Work instructions: Show each line from the rows below that contains the string "green", copied in full. The match is case-sensitive.

Records shown:
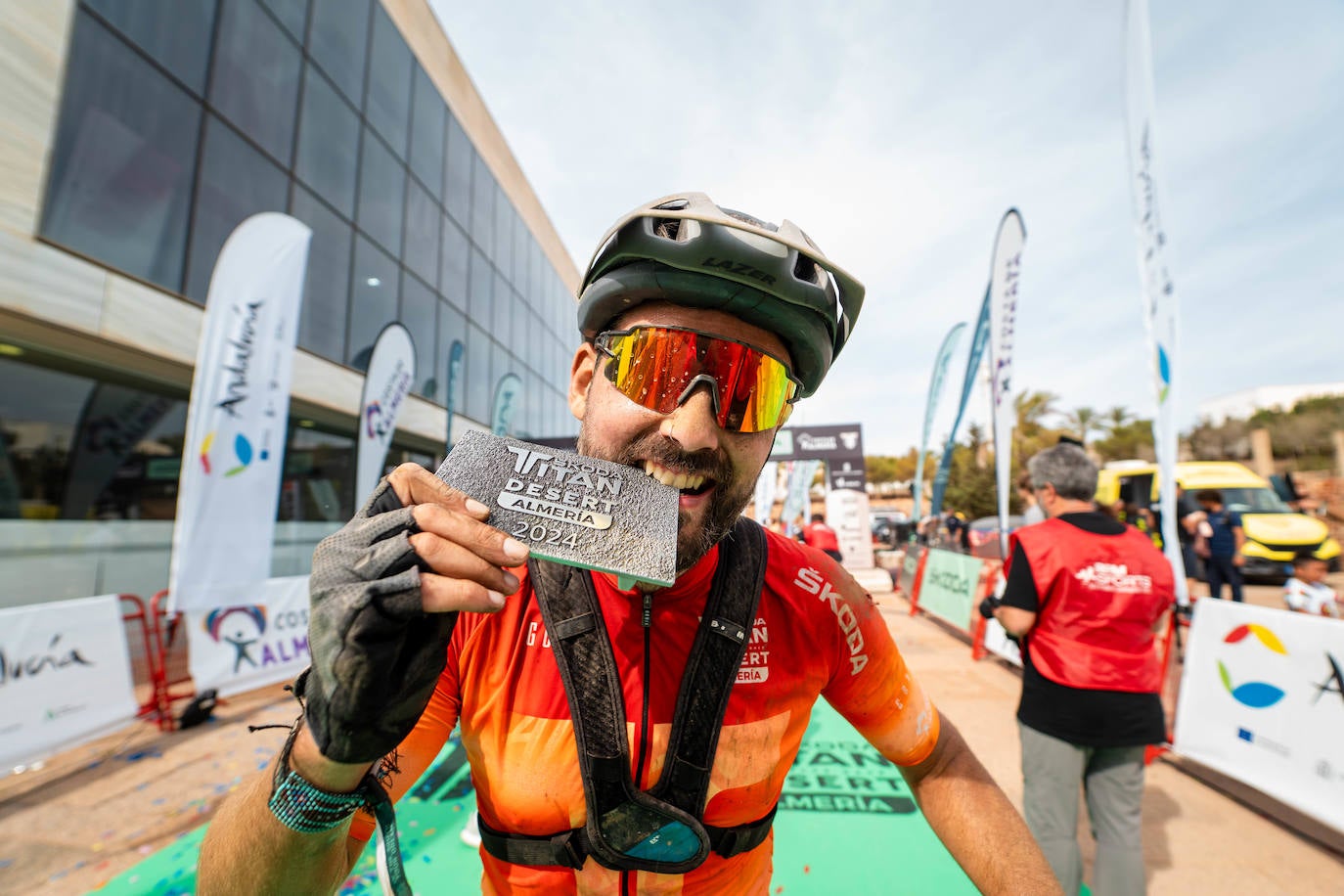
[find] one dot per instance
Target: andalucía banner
(1003, 316)
(229, 486)
(1159, 293)
(940, 375)
(391, 370)
(977, 352)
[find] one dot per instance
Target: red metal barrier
(165, 629)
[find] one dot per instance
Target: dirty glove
(376, 653)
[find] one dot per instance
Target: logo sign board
(65, 676)
(949, 586)
(568, 508)
(1262, 700)
(246, 647)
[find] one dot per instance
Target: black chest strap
(584, 654)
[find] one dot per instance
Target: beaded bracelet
(300, 806)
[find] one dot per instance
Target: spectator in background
(1031, 511)
(823, 538)
(1224, 546)
(1085, 594)
(1307, 591)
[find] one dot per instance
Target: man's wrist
(306, 759)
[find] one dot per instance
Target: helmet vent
(668, 229)
(807, 270)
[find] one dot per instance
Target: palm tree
(1082, 421)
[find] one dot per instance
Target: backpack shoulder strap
(712, 668)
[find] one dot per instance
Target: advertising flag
(1159, 291)
(391, 370)
(1003, 317)
(967, 384)
(229, 486)
(940, 375)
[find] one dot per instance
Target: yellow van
(1273, 531)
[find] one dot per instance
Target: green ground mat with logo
(847, 824)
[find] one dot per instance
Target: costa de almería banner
(1005, 278)
(65, 676)
(391, 370)
(245, 647)
(237, 418)
(1262, 700)
(1159, 291)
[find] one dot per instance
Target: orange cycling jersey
(816, 634)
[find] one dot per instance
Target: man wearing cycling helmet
(701, 328)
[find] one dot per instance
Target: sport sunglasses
(658, 368)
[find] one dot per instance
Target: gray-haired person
(1085, 594)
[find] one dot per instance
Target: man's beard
(730, 497)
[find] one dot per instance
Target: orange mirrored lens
(653, 366)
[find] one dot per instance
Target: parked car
(984, 535)
(890, 528)
(1275, 532)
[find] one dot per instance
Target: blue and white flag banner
(65, 676)
(391, 370)
(232, 461)
(940, 375)
(1159, 291)
(1005, 278)
(967, 384)
(1262, 700)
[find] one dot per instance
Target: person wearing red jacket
(1085, 596)
(823, 538)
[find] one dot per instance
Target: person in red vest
(823, 538)
(1085, 596)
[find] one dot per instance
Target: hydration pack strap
(582, 651)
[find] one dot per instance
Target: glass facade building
(164, 126)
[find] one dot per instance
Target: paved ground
(96, 810)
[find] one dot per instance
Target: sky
(898, 133)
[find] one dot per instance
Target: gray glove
(376, 653)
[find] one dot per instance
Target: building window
(388, 104)
(124, 160)
(338, 45)
(255, 76)
(179, 42)
(322, 323)
(328, 144)
(421, 238)
(373, 299)
(236, 183)
(381, 193)
(427, 133)
(419, 315)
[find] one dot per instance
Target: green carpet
(845, 824)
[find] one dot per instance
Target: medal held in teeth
(568, 508)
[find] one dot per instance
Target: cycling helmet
(686, 250)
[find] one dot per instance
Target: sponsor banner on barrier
(1262, 700)
(65, 676)
(245, 647)
(949, 586)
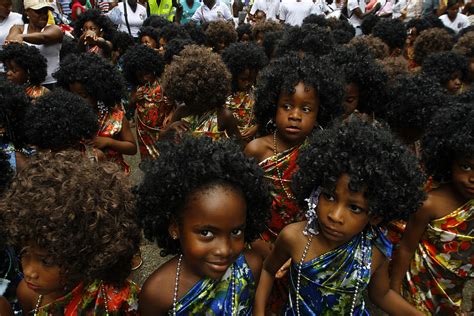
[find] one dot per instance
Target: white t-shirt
(293, 12)
(135, 19)
(461, 21)
(5, 25)
(270, 7)
(219, 11)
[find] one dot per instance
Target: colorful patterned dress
(328, 282)
(214, 297)
(110, 125)
(152, 115)
(205, 125)
(442, 264)
(241, 104)
(84, 300)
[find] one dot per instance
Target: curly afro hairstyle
(100, 79)
(442, 65)
(241, 56)
(392, 32)
(194, 165)
(197, 77)
(95, 16)
(387, 172)
(60, 120)
(282, 75)
(28, 58)
(363, 71)
(13, 105)
(220, 32)
(431, 41)
(309, 38)
(368, 44)
(82, 213)
(412, 101)
(449, 135)
(142, 59)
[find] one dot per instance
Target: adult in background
(36, 32)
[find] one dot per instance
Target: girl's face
(342, 213)
(41, 274)
(297, 114)
(463, 177)
(454, 84)
(148, 41)
(211, 230)
(15, 73)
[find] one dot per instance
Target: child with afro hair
(198, 78)
(434, 261)
(94, 32)
(177, 206)
(143, 67)
(220, 34)
(25, 66)
(244, 61)
(448, 68)
(342, 182)
(76, 225)
(101, 85)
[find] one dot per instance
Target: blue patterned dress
(214, 297)
(328, 282)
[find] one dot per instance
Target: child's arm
(414, 230)
(125, 144)
(381, 294)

Solution to this task:
Target: green ground mat with logo
Target: green carpet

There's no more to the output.